*EXERCISE DETAILS*: Retype the items from their first line through the line that contains "column 114, row 215", inclusive. Omit the pictures from your answer.

(Coordinate annotation items)

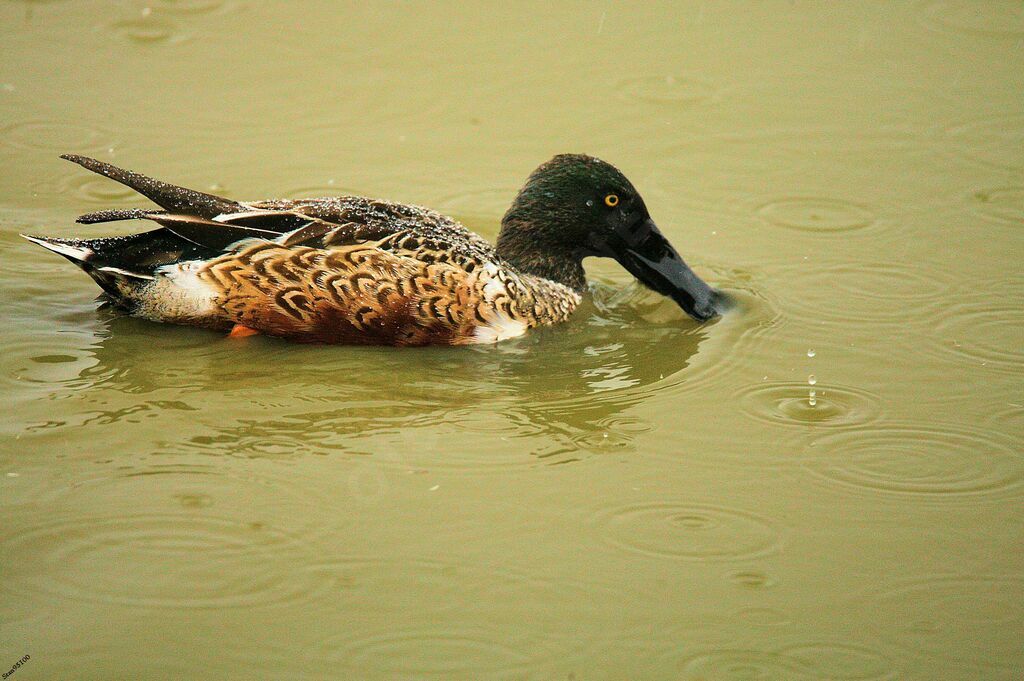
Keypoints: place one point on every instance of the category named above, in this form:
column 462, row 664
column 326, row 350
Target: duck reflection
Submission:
column 552, row 396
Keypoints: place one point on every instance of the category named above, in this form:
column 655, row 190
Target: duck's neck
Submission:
column 526, row 249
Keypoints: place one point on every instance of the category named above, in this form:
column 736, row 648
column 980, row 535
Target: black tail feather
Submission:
column 169, row 197
column 114, row 215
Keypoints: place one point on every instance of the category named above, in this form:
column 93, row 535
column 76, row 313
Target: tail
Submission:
column 173, row 199
column 118, row 283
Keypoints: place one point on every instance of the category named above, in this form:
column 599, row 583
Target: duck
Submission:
column 358, row 270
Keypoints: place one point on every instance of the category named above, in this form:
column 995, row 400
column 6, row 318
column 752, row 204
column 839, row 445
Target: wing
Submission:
column 348, row 294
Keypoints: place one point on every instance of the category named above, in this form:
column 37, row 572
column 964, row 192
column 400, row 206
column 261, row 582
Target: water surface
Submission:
column 631, row 496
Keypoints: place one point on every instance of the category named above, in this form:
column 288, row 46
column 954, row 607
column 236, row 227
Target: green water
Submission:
column 630, row 496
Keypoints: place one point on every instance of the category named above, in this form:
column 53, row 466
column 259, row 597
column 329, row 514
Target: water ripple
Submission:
column 817, row 214
column 998, row 18
column 740, row 664
column 974, row 620
column 791, row 405
column 148, row 30
column 842, row 662
column 1003, row 204
column 848, row 292
column 688, row 531
column 666, row 90
column 478, row 207
column 438, row 651
column 56, row 136
column 983, row 330
column 73, row 558
column 991, row 140
column 919, row 460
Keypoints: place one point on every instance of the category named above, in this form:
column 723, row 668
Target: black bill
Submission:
column 648, row 256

*SOLUTION FOR THIS EXERCISE*:
Keypoints: place one point on every instance of the category named above, in this form:
column 462, row 664
column 326, row 350
Target: duck reflection
Submission:
column 552, row 396
Keypoints: place one point on every instance of the category named above, in this form:
column 655, row 190
Target: duck's neck
Submission:
column 526, row 249
Keypoints: place one point on every instance of the category named above, in this form:
column 736, row 648
column 980, row 535
Target: black tail feather
Submission:
column 169, row 197
column 114, row 215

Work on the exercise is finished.